Short problem:
Pick out every line in the records below that contains the word "each", matching case exactly, and copy those lines out in full.

Source data:
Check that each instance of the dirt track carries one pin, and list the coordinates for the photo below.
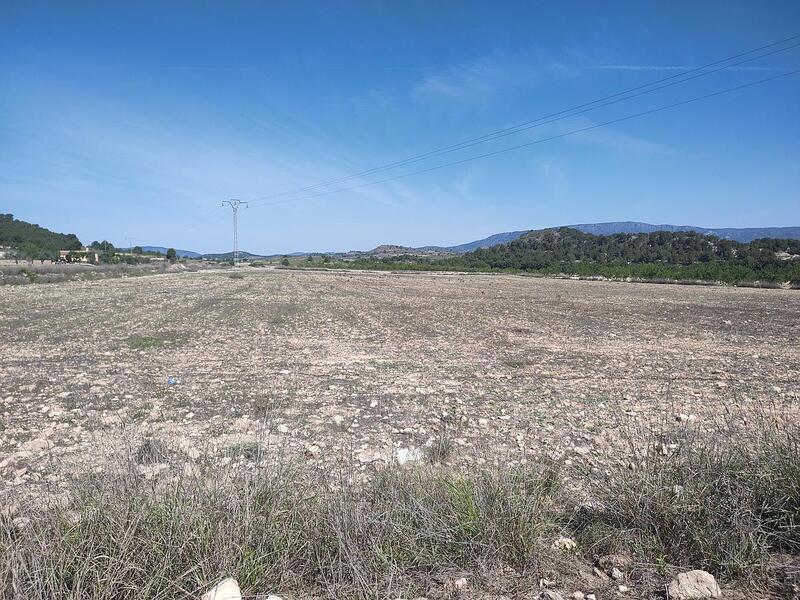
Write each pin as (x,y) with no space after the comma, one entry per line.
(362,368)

...

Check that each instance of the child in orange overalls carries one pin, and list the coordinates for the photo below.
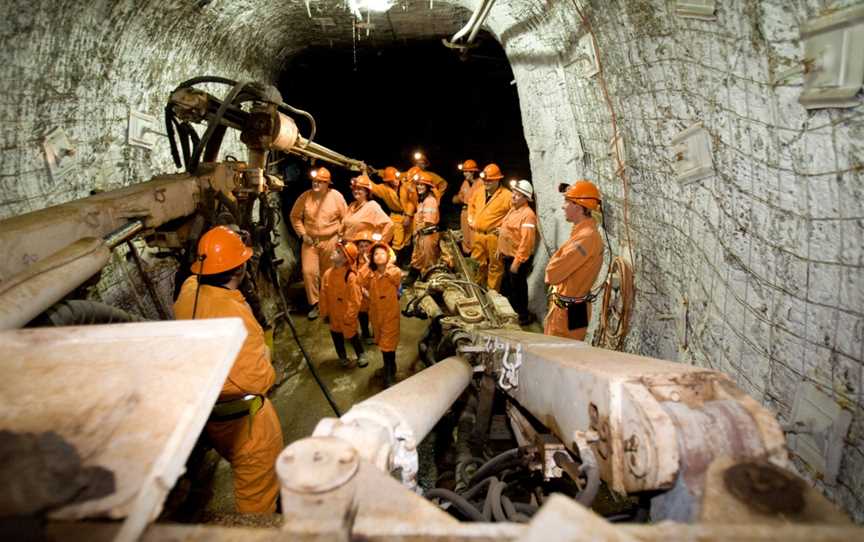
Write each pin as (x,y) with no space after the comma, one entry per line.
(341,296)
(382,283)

Response to the task:
Check that each instance of the dirt track carries one pin, and list the coordinates for the photo below.
Write each pin as (x,y) with no space after the comma, one entry per line.
Check that each instance of the child in orange overalls carries one pin, and list the coordinates for the photo below.
Write each pin as (x,y) with no space after the comma, one entry per line.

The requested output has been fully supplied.